Please retype, character for character, the portion of the entries below that runs from the line containing "Target: road sign" to the last line.

START Input for this task

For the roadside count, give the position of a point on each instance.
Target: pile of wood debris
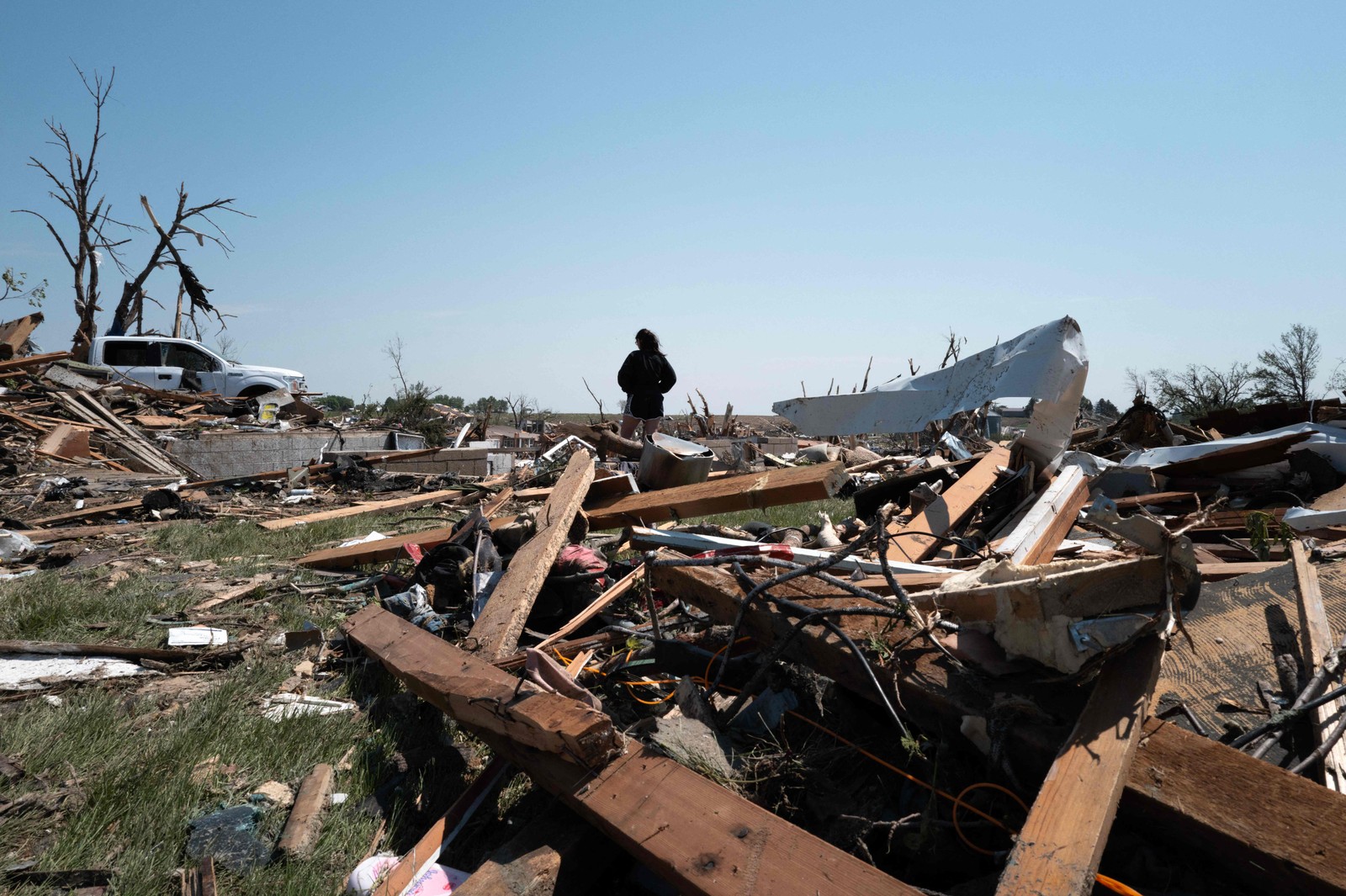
(1030, 667)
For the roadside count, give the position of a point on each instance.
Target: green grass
(134, 752)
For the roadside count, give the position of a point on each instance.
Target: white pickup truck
(163, 362)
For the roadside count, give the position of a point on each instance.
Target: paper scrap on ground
(1047, 363)
(289, 705)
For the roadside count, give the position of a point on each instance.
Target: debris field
(863, 649)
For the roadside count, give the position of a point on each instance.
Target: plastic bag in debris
(231, 837)
(15, 547)
(414, 606)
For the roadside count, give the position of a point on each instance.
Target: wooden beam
(1316, 644)
(1251, 817)
(1271, 830)
(306, 822)
(1061, 844)
(602, 602)
(946, 512)
(474, 692)
(1040, 534)
(749, 491)
(693, 833)
(500, 624)
(367, 507)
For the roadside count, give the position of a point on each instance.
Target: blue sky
(780, 190)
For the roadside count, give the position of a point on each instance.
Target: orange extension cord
(1115, 886)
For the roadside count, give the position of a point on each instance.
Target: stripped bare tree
(74, 190)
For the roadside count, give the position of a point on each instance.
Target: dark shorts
(644, 406)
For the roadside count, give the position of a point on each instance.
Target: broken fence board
(750, 491)
(1259, 821)
(1316, 644)
(693, 833)
(474, 692)
(500, 624)
(1060, 846)
(914, 541)
(368, 507)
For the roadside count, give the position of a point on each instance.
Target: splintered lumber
(693, 833)
(750, 491)
(305, 822)
(1275, 832)
(1062, 841)
(474, 692)
(601, 603)
(13, 334)
(1243, 814)
(1317, 644)
(87, 512)
(501, 622)
(914, 541)
(367, 507)
(1040, 534)
(31, 361)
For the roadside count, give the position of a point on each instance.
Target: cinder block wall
(215, 455)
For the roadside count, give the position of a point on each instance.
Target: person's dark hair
(648, 342)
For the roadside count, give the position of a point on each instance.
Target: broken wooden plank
(914, 540)
(31, 362)
(1040, 534)
(697, 835)
(601, 603)
(1317, 644)
(1061, 844)
(13, 334)
(57, 649)
(500, 624)
(1280, 829)
(474, 692)
(750, 491)
(367, 507)
(1275, 832)
(305, 822)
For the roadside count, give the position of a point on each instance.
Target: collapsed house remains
(1009, 658)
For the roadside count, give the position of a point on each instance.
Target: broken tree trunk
(477, 693)
(1317, 644)
(501, 623)
(1062, 841)
(767, 489)
(915, 540)
(306, 822)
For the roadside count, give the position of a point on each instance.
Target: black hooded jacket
(646, 374)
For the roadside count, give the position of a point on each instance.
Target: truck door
(140, 361)
(195, 368)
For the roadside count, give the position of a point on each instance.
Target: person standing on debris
(645, 377)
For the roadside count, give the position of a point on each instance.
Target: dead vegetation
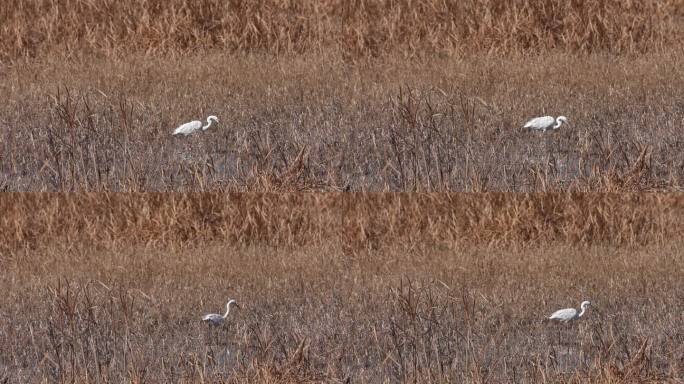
(360, 96)
(318, 313)
(318, 124)
(357, 28)
(357, 221)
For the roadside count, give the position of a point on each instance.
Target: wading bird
(569, 314)
(194, 126)
(546, 122)
(215, 318)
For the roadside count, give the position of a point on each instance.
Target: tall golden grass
(357, 221)
(361, 27)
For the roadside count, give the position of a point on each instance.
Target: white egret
(215, 318)
(194, 126)
(569, 314)
(546, 122)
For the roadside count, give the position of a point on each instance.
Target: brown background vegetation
(335, 96)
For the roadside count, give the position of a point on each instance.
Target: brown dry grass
(357, 221)
(357, 28)
(341, 96)
(312, 124)
(318, 314)
(337, 287)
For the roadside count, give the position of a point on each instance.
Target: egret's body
(569, 314)
(194, 126)
(215, 318)
(546, 122)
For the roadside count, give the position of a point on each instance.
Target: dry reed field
(116, 237)
(341, 287)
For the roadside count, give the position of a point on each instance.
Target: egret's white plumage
(569, 314)
(546, 122)
(215, 318)
(194, 126)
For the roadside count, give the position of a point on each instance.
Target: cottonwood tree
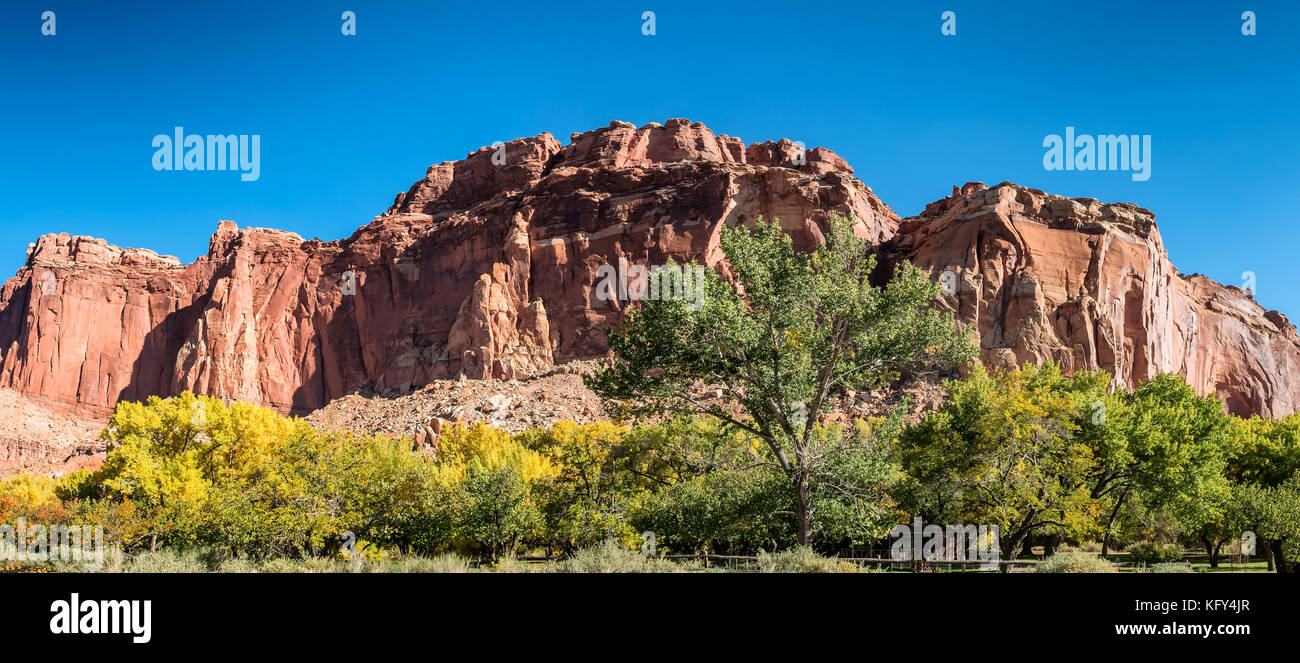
(779, 337)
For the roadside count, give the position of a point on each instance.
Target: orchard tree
(1166, 445)
(779, 338)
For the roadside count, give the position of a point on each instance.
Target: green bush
(801, 559)
(1155, 554)
(167, 562)
(1074, 563)
(610, 558)
(449, 563)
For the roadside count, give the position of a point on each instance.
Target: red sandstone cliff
(488, 267)
(1040, 277)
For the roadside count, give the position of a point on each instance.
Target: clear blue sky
(349, 121)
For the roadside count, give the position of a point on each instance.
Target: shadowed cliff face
(1088, 285)
(490, 267)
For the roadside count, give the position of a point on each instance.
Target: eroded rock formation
(488, 267)
(1040, 277)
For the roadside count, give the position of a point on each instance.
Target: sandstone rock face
(1039, 277)
(485, 268)
(492, 267)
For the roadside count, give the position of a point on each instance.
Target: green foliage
(1148, 553)
(1005, 450)
(497, 512)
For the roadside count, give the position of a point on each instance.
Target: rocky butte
(490, 271)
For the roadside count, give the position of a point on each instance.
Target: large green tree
(779, 336)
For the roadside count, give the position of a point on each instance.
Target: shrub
(801, 559)
(1155, 554)
(167, 562)
(449, 563)
(610, 558)
(1074, 563)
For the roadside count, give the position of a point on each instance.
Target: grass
(605, 558)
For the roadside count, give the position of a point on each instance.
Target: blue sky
(349, 121)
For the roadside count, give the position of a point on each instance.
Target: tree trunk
(804, 499)
(1051, 542)
(1279, 558)
(1110, 521)
(1212, 551)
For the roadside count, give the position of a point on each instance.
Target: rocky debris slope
(494, 267)
(37, 440)
(1040, 278)
(511, 404)
(486, 267)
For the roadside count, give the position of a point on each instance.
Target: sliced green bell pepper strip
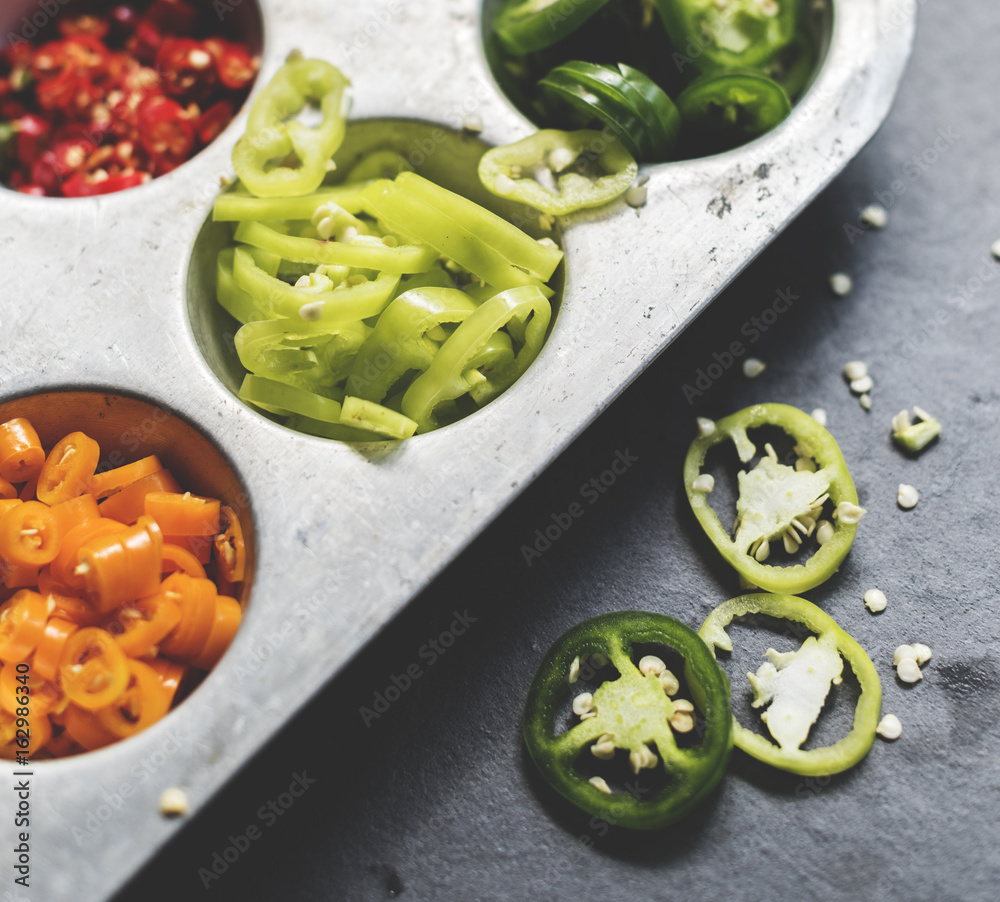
(399, 342)
(237, 206)
(310, 355)
(514, 245)
(523, 26)
(776, 499)
(404, 212)
(272, 135)
(818, 762)
(737, 33)
(343, 304)
(730, 107)
(372, 417)
(504, 170)
(405, 258)
(450, 374)
(283, 400)
(635, 711)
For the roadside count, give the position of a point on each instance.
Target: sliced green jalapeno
(724, 109)
(779, 501)
(636, 712)
(795, 684)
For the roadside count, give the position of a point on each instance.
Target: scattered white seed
(849, 513)
(863, 385)
(651, 665)
(583, 705)
(841, 284)
(472, 124)
(874, 215)
(669, 683)
(173, 802)
(907, 496)
(601, 784)
(889, 727)
(909, 671)
(855, 369)
(704, 483)
(604, 748)
(636, 197)
(875, 600)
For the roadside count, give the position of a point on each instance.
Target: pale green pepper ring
(831, 759)
(506, 171)
(831, 466)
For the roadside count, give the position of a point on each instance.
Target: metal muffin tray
(107, 297)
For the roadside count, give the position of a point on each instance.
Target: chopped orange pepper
(68, 468)
(49, 649)
(145, 701)
(21, 454)
(197, 600)
(63, 568)
(93, 670)
(228, 615)
(130, 503)
(138, 627)
(111, 481)
(230, 547)
(75, 511)
(30, 535)
(122, 566)
(183, 515)
(177, 558)
(22, 622)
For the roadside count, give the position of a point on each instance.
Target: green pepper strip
(238, 303)
(400, 344)
(270, 136)
(375, 418)
(741, 33)
(500, 170)
(831, 759)
(313, 356)
(832, 468)
(343, 304)
(237, 206)
(410, 216)
(636, 710)
(282, 399)
(514, 245)
(406, 258)
(450, 374)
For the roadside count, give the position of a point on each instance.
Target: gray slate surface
(435, 800)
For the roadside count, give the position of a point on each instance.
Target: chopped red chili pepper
(108, 98)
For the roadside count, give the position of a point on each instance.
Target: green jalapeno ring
(844, 753)
(694, 771)
(803, 428)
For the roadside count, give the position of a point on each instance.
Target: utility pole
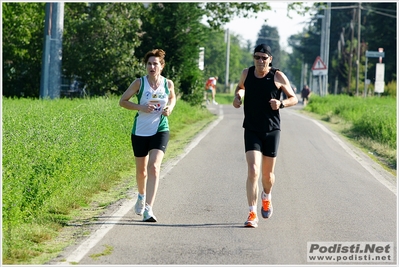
(50, 80)
(227, 61)
(327, 43)
(359, 13)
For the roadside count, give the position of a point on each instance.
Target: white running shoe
(148, 215)
(252, 220)
(139, 207)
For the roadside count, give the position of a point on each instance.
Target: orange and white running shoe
(252, 220)
(267, 208)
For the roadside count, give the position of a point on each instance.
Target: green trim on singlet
(164, 123)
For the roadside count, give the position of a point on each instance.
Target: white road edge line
(78, 254)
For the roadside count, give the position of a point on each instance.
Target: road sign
(319, 64)
(319, 68)
(375, 54)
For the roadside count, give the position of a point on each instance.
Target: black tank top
(258, 114)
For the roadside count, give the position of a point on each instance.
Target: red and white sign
(319, 68)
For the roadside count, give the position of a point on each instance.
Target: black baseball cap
(263, 49)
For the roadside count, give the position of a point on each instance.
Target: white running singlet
(148, 124)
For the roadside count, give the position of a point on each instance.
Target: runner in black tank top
(261, 86)
(259, 116)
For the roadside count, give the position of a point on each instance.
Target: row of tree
(377, 30)
(103, 43)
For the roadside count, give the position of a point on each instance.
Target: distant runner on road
(262, 86)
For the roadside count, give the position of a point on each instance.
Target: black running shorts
(265, 142)
(143, 144)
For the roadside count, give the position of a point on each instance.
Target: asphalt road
(325, 191)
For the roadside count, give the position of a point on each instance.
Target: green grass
(60, 155)
(370, 122)
(65, 161)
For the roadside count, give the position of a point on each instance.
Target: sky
(248, 28)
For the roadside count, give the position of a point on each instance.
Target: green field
(65, 161)
(60, 155)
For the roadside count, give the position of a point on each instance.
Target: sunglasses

END Input for this task

:: Answer below ::
Target: road sign
(319, 64)
(319, 68)
(375, 54)
For the roadside count, give the position of a point on each instance.
Target: black tank top
(258, 114)
For the roadside count, give the position of a point on each instance.
Target: red and white sign
(319, 68)
For the roadside count, give the position of a point on each instance.
Target: black baseball cap
(263, 49)
For the roadside count, give the position of a point on each instance.
Target: white running singlet
(148, 124)
For the roadside count, give the position of a point on each instance.
Target: runner in black tank top
(261, 86)
(259, 116)
For the roadside count, give the position of a point on each instance.
Target: row of tree
(377, 30)
(103, 43)
For the roadside count, give the position of a point on each instance.
Target: distant runner on road
(262, 86)
For the roadside count, give the position of a point on each instance.
Target: black running shorts
(265, 142)
(143, 144)
For the roadside count, give the position of a point on each instance.
Target: asphalt road
(325, 191)
For the roadside count, give the position of a point on each instance.
Target: green grass
(60, 155)
(370, 122)
(65, 161)
For the roadside count, give the position of a point on each instance.
Target: sky
(248, 28)
For the roadside count, give the position of a point on each instance.
Target: green field
(65, 161)
(60, 155)
For the roadside count, give the position of a point on each instance.
Target: sunglasses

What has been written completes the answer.